原文>
####################

日本においては、両社で50対50のプロフィットシェアとなります。海外では、ノボ ノルディスク社の費用負担にて治験・製造・販売を進め、海外売上高に応じたロイヤリティ収入を当社が受ける仕組みです。

これにより、海外での膨大な治験費用は一切かからず、グローバル市場での販売収益を得ることができます。ノボ ノルディスク社の当社技術に対する期待も大きく、高いコミットメントを得る中、両社間の連携は順調に進んでいます。

カテーテル投与品「HS-005」:ノボ ノルディスク社との海外展開でグローバルトップシェアを狙う

ノボ ノルディスク社は、世界168ヶ国へ販路を有しているほか、各国における薬事承認取得、販売戦略などのノウハウを確立しています。この提携を最大限活用することで、グローバル市場でトップシェア獲得を狙っていきます。

治験後半戦の「高用量」を開始済み。既定の安全性評価委員会のレビューは全て完了

 

現在進行中の最終国内治験、LAPiS試験についてご説明します。心臓の筋肉への血流が滞ることにより心不全となった患者を対象に、再生心筋を冠動脈バイパス手術と併用して投与するものです。

####################

インスタンスごとの点による位置特定データ>
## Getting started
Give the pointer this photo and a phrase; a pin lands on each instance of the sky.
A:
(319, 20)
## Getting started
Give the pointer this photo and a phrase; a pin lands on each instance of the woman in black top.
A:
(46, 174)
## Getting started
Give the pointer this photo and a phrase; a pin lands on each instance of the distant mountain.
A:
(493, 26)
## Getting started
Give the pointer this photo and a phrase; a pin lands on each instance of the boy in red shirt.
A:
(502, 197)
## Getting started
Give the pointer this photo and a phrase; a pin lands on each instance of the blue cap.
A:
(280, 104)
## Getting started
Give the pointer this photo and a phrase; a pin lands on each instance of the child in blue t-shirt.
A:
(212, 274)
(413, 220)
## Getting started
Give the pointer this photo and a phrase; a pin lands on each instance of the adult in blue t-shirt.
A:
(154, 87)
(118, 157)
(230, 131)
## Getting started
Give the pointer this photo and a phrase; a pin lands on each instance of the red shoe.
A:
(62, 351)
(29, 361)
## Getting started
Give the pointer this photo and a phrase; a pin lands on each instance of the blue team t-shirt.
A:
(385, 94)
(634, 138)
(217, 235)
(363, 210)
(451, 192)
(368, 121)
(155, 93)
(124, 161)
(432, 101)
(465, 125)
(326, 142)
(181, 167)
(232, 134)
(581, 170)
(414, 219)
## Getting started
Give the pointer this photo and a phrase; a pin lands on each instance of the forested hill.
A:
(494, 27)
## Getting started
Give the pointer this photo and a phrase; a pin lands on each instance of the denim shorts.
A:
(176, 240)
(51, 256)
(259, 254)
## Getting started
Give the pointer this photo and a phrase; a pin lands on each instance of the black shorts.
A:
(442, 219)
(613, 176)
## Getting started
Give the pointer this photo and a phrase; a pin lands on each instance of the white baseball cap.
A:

####################

課題>
1. 提携と治験の説明文に基づき、次の問いに答えてください。
(a) 日本での両社のプロフィットシェアはどのような比率か。
(b) ノボ ノルディスク社は世界何ヶ国に販路を有しているか。
(c) LAPiS試験では、再生心筋を何と併用して投与するか。
2. 提携と治験の説明文の最後の文に続けて、文章を書き足してください。
記録は別の出典から取ったものです。

解答>
1.
(a) 50対50
(b) 168ヶ国
(c) 冠動脈バイパス手術

2.
より大きな効果を期待し、細胞量を3倍にした高用量の投与がすでに開始されています。世界初の治験であるため、治験中に安全性評価委員会によるレビューを3回入れるという非常に厳しいデザインとしていました。

無事にすべての審査が完了しており、残りの高用量の患者組み入れも順調に進んでいるところです。

LAPiS試験:一般的な評価にくわえ、移植した心筋が構造的な変化をもたらしているか確認

LAPiS試験では、心不全の一般的な評価項目に加え、移植した再生心筋が患者の心臓の筋肉の中にしっかり取り込まれているか、また拡大した心臓が縮小するかなど、再生心筋による構造的な変化も確認していきます。

移植した再生心筋が、患者の心筋に取込まれ、機能していることをPETで確認

実際のデータをご覧ください。スライドは、移植した再生心筋が患者の心臓にしっかり取り込まれているかを、PET画像で確認したものです。左側が治療前、右側が治療後6ヶ月です。

矢印で心筋球を移植した場所を指しています。術前には心筋の生存が見られず、赤や緑のシグナルがないところに、移植後6ヶ月において、心筋の生存を示す赤や緑の発色がはっきり確認できます。

臨床試験において、移植した再生心筋が患者の心臓の一部となり、機能していることを明確に示したデータは、これまで世界でもありません。したがって、これは世界初となる画像エビデンスであると言ってよいと考えています。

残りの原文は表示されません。